_STATED TASK A_
In the news item below about Archbishop José H. Gomez, on what date did he write the quoted column?

_SOURCE_
"""

Jesus was an immigrant too, says Los Angeles Archbishop José H. Gomez.
In his Angelus News weekly column to Catholics, the leader of the sprawling Catholic Archdiocese of L.A. took a hard stance against federal immigration enforcement, amid President Donald Trump’s ramped-up mass deportation plan.
“Here in Los Angeles, I have been deeply disturbed by the reports of federal agents detaining people in public places, apparently without showing warrants or evidence that those they are taking into custody are in the country illegally,” Gomez wrote on June 17. “These actions are causing panic in our parishes and communities… it is time that we start talking again and stop fighting in our streets.”
Last week, the Archbishop joined other faith leaders in a peaceful prayer rally near the L.A. Cathedral, calling for an end to immigration enforcement. He told the crowd then that it is “about more than politics — it’s about what kind of country America is meant to be.”

"""

_MATERIALS PROVIDED_

"""

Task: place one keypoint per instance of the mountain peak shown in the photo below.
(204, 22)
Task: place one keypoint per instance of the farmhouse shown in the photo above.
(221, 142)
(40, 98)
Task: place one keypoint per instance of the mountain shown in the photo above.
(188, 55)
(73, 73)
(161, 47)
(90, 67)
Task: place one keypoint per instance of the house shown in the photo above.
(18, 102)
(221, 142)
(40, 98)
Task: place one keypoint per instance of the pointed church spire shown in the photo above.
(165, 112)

"""

_STATED TASK B_
Print the rows from the line that contains "Task: place one keypoint per instance of the mountain shown" up to and including the final line of the rows, keeping each line unchanged.

_FULL RESPONSE A_
June 17

_FULL RESPONSE B_
Task: place one keypoint per instance of the mountain shown in the photo above.
(188, 55)
(73, 73)
(161, 47)
(90, 67)
Task: place one keypoint per instance of the house shown in the photo above.
(18, 102)
(221, 142)
(40, 98)
Task: place one keypoint per instance of the pointed church spire shown in the photo above.
(165, 112)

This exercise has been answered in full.